Once the pictures are set aside, print the records that follow exactly as written.

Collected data
■ ■ ■ ■

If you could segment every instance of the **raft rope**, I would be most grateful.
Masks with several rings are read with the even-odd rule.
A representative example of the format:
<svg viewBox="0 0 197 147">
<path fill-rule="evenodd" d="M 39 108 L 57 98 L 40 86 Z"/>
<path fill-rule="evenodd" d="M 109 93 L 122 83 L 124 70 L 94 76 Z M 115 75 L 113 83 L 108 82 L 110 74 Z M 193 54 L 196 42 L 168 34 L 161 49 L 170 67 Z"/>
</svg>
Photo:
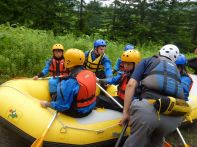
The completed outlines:
<svg viewBox="0 0 197 147">
<path fill-rule="evenodd" d="M 52 112 L 48 109 L 48 111 L 52 114 Z M 67 133 L 67 129 L 74 129 L 74 130 L 80 130 L 80 131 L 90 131 L 90 132 L 96 132 L 97 134 L 103 133 L 105 132 L 105 130 L 114 128 L 116 126 L 120 126 L 118 123 L 111 125 L 109 127 L 105 127 L 103 129 L 98 129 L 98 130 L 93 130 L 93 129 L 85 129 L 85 128 L 78 128 L 78 127 L 73 127 L 73 126 L 69 126 L 69 125 L 65 125 L 60 118 L 56 118 L 58 120 L 58 122 L 62 125 L 62 127 L 60 128 L 60 133 Z"/>
<path fill-rule="evenodd" d="M 12 87 L 12 86 L 0 85 L 0 87 L 8 87 L 8 88 L 11 88 L 11 89 L 14 89 L 14 90 L 18 91 L 20 94 L 22 94 L 22 95 L 24 95 L 24 96 L 30 96 L 30 95 L 27 95 L 27 94 L 25 94 L 24 92 L 22 92 L 22 91 L 16 89 L 15 87 Z"/>
<path fill-rule="evenodd" d="M 14 89 L 14 90 L 16 90 L 17 92 L 19 92 L 20 94 L 22 94 L 22 95 L 24 95 L 24 96 L 28 96 L 28 97 L 33 98 L 33 100 L 35 101 L 35 97 L 31 96 L 31 95 L 28 94 L 28 93 L 24 93 L 24 92 L 22 92 L 21 90 L 15 88 L 15 87 L 12 87 L 12 86 L 4 86 L 4 85 L 0 85 L 0 87 L 7 87 L 7 88 Z M 37 100 L 38 100 L 38 99 L 37 99 Z"/>
</svg>

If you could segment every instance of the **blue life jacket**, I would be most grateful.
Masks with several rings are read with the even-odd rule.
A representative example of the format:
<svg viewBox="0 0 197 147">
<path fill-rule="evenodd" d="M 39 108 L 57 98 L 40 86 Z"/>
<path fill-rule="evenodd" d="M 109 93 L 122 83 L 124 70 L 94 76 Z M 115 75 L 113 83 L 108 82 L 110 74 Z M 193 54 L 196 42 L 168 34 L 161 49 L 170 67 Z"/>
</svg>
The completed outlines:
<svg viewBox="0 0 197 147">
<path fill-rule="evenodd" d="M 166 96 L 184 99 L 181 77 L 175 63 L 165 57 L 155 57 L 148 67 L 150 73 L 142 80 L 142 86 Z"/>
</svg>

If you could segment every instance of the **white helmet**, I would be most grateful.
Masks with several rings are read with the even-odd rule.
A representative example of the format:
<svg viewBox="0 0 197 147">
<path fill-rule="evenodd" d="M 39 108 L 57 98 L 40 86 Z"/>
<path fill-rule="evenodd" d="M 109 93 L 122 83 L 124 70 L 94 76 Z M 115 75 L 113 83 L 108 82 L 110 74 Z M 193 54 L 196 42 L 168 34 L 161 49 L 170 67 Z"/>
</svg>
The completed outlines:
<svg viewBox="0 0 197 147">
<path fill-rule="evenodd" d="M 160 49 L 159 54 L 161 56 L 168 57 L 168 58 L 170 58 L 170 60 L 172 60 L 173 62 L 175 62 L 176 59 L 179 56 L 179 49 L 178 49 L 177 46 L 175 46 L 173 44 L 167 44 L 167 45 L 164 45 Z"/>
</svg>

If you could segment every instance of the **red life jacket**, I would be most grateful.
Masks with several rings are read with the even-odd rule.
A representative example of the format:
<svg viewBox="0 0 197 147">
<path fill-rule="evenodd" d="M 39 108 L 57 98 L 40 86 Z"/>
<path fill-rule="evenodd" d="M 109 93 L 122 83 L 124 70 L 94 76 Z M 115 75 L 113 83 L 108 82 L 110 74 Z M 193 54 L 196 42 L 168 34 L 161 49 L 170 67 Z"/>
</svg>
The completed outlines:
<svg viewBox="0 0 197 147">
<path fill-rule="evenodd" d="M 93 104 L 96 101 L 96 76 L 89 70 L 82 70 L 76 76 L 80 85 L 77 95 L 76 107 L 82 108 Z"/>
<path fill-rule="evenodd" d="M 118 86 L 118 96 L 120 97 L 121 100 L 124 100 L 125 89 L 129 81 L 129 77 L 130 74 L 128 73 L 124 73 L 121 77 L 120 84 Z"/>
<path fill-rule="evenodd" d="M 64 66 L 64 59 L 56 60 L 54 58 L 51 59 L 51 65 L 49 68 L 49 74 L 50 76 L 67 76 L 68 71 L 66 70 Z"/>
</svg>

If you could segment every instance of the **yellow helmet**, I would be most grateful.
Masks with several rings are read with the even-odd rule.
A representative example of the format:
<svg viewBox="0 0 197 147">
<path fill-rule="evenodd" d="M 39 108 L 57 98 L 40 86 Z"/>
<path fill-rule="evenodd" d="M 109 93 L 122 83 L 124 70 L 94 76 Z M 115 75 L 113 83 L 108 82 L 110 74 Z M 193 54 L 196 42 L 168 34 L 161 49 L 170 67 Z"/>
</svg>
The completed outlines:
<svg viewBox="0 0 197 147">
<path fill-rule="evenodd" d="M 64 53 L 64 59 L 66 68 L 83 65 L 85 61 L 85 54 L 79 49 L 71 48 Z"/>
<path fill-rule="evenodd" d="M 138 50 L 127 50 L 124 51 L 121 60 L 123 62 L 134 62 L 135 64 L 139 63 L 141 60 L 141 55 Z"/>
<path fill-rule="evenodd" d="M 118 88 L 116 85 L 109 85 L 107 86 L 106 91 L 111 95 L 111 96 L 118 96 Z"/>
<path fill-rule="evenodd" d="M 64 51 L 64 47 L 61 44 L 54 44 L 52 50 L 62 50 Z"/>
</svg>

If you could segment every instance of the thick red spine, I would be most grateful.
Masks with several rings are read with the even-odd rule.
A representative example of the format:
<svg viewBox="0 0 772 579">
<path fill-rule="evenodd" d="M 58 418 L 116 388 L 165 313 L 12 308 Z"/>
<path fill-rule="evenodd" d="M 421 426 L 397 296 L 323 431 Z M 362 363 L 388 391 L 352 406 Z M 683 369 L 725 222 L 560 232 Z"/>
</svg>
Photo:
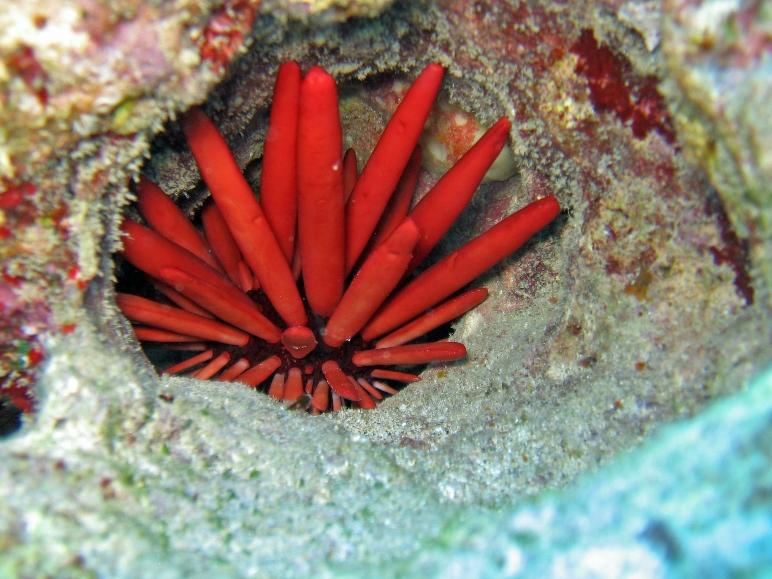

■ ■ ■ ■

Written reply.
If you could segment every instance of the **raft rope**, I would be most grateful.
Masks with several rings are read with the even-odd rule.
A representative example of the format:
<svg viewBox="0 0 197 147">
<path fill-rule="evenodd" d="M 39 108 L 57 98 L 40 86 Z"/>
<path fill-rule="evenodd" d="M 109 93 L 122 83 L 124 70 L 94 76 Z M 115 75 L 113 83 L 108 82 L 110 74 Z M 193 54 L 196 42 L 168 34 L 161 49 L 170 67 Z"/>
</svg>
Photo:
The completed outlines:
<svg viewBox="0 0 197 147">
<path fill-rule="evenodd" d="M 52 112 L 48 109 L 48 111 L 52 114 Z M 67 133 L 67 129 L 74 129 L 74 130 L 80 130 L 80 131 L 90 131 L 90 132 L 96 132 L 97 134 L 103 133 L 105 132 L 105 130 L 114 128 L 116 126 L 120 126 L 118 123 L 111 125 L 109 127 L 105 127 L 103 129 L 98 129 L 98 130 L 93 130 L 93 129 L 85 129 L 85 128 L 78 128 L 78 127 L 73 127 L 73 126 L 69 126 L 69 125 L 65 125 L 60 118 L 56 118 L 58 120 L 58 122 L 62 125 L 62 127 L 60 128 L 60 133 Z"/>
<path fill-rule="evenodd" d="M 12 87 L 12 86 L 0 85 L 0 87 L 8 87 L 8 88 L 11 88 L 11 89 L 14 89 L 14 90 L 18 91 L 20 94 L 22 94 L 22 95 L 24 95 L 24 96 L 30 96 L 30 95 L 27 95 L 27 94 L 25 94 L 24 92 L 22 92 L 22 91 L 16 89 L 15 87 Z"/>
<path fill-rule="evenodd" d="M 14 89 L 14 90 L 16 90 L 17 92 L 19 92 L 20 94 L 22 94 L 22 95 L 24 95 L 24 96 L 28 96 L 28 97 L 33 98 L 33 100 L 35 101 L 35 97 L 31 96 L 31 95 L 28 94 L 28 93 L 24 93 L 24 92 L 22 92 L 21 90 L 15 88 L 15 87 L 12 87 L 12 86 L 4 86 L 4 85 L 0 85 L 0 87 L 7 87 L 7 88 Z M 37 100 L 38 100 L 38 99 L 37 99 Z"/>
</svg>

If you could segment every instance of the **blue life jacket**, I would be most grateful.
Masks with several rings are read with the even-odd rule.
A representative example of the format:
<svg viewBox="0 0 197 147">
<path fill-rule="evenodd" d="M 39 108 L 57 98 L 40 86 Z"/>
<path fill-rule="evenodd" d="M 109 93 L 122 83 L 124 70 L 94 76 Z M 115 75 L 113 83 L 108 82 L 110 74 Z M 193 54 L 196 42 L 168 34 L 161 49 L 170 67 Z"/>
</svg>
The completed outlines:
<svg viewBox="0 0 197 147">
<path fill-rule="evenodd" d="M 166 96 L 184 99 L 181 77 L 175 63 L 165 57 L 155 57 L 148 67 L 150 73 L 142 80 L 142 86 Z"/>
</svg>

If you could segment every instance of the **white helmet**, I would be most grateful.
Masks with several rings are read with the even-odd rule.
A representative example of the format:
<svg viewBox="0 0 197 147">
<path fill-rule="evenodd" d="M 39 108 L 57 98 L 40 86 Z"/>
<path fill-rule="evenodd" d="M 109 93 L 122 83 L 124 70 L 94 76 Z M 115 75 L 113 83 L 108 82 L 110 74 Z M 193 54 L 196 42 L 168 34 L 161 49 L 170 67 Z"/>
</svg>
The completed outlines:
<svg viewBox="0 0 197 147">
<path fill-rule="evenodd" d="M 160 49 L 159 54 L 161 56 L 168 57 L 168 58 L 170 58 L 170 60 L 172 60 L 173 62 L 175 62 L 176 59 L 179 56 L 179 49 L 178 49 L 177 46 L 175 46 L 173 44 L 167 44 L 167 45 L 164 45 Z"/>
</svg>

If you could segment every instance of the **red life jacket**, I would be most grateful.
Masks with several rings are read with the even-odd rule.
A representative example of the format:
<svg viewBox="0 0 197 147">
<path fill-rule="evenodd" d="M 39 108 L 57 98 L 40 86 Z"/>
<path fill-rule="evenodd" d="M 109 93 L 122 83 L 124 70 L 94 76 Z M 115 75 L 113 83 L 108 82 L 110 74 Z M 193 54 L 196 42 L 168 34 L 161 49 L 170 67 Z"/>
</svg>
The completed outlines:
<svg viewBox="0 0 197 147">
<path fill-rule="evenodd" d="M 93 104 L 96 101 L 96 76 L 89 70 L 82 70 L 76 76 L 80 85 L 77 95 L 76 107 L 82 108 Z"/>
<path fill-rule="evenodd" d="M 118 86 L 118 96 L 120 97 L 121 100 L 124 100 L 125 89 L 129 81 L 129 77 L 130 74 L 128 73 L 124 73 L 121 77 L 120 84 Z"/>
<path fill-rule="evenodd" d="M 64 66 L 64 59 L 56 60 L 54 58 L 51 59 L 51 65 L 49 68 L 49 74 L 50 76 L 67 76 L 68 71 L 66 70 Z"/>
</svg>

If you could segment every instance of the **yellow helmet**, I would be most grateful.
Masks with several rings are read with the even-odd rule.
A representative example of the format:
<svg viewBox="0 0 197 147">
<path fill-rule="evenodd" d="M 39 108 L 57 98 L 40 86 Z"/>
<path fill-rule="evenodd" d="M 109 93 L 122 83 L 124 70 L 94 76 Z M 115 75 L 113 83 L 108 82 L 110 74 Z M 193 54 L 196 42 L 168 34 L 161 49 L 170 67 Z"/>
</svg>
The completed outlines:
<svg viewBox="0 0 197 147">
<path fill-rule="evenodd" d="M 64 53 L 64 59 L 66 68 L 83 65 L 85 61 L 85 54 L 79 49 L 71 48 Z"/>
<path fill-rule="evenodd" d="M 138 50 L 127 50 L 124 51 L 121 60 L 123 62 L 134 62 L 135 64 L 139 63 L 141 60 L 141 55 Z"/>
<path fill-rule="evenodd" d="M 118 88 L 116 85 L 109 85 L 107 86 L 106 91 L 111 95 L 111 96 L 118 96 Z"/>
<path fill-rule="evenodd" d="M 64 51 L 64 47 L 61 44 L 54 44 L 52 50 L 62 50 Z"/>
</svg>

If you could segment every instance of the thick red spine, I would be most grateful.
Masks with several rings are read with the even-odd rule.
A representative example of the format:
<svg viewBox="0 0 772 579">
<path fill-rule="evenodd" d="M 58 418 L 116 388 L 165 313 L 12 308 Z"/>
<path fill-rule="evenodd" d="M 421 426 L 397 296 L 323 431 Z M 362 363 L 388 391 L 352 406 Z M 683 369 L 725 222 L 560 232 Z"/>
</svg>
Photo:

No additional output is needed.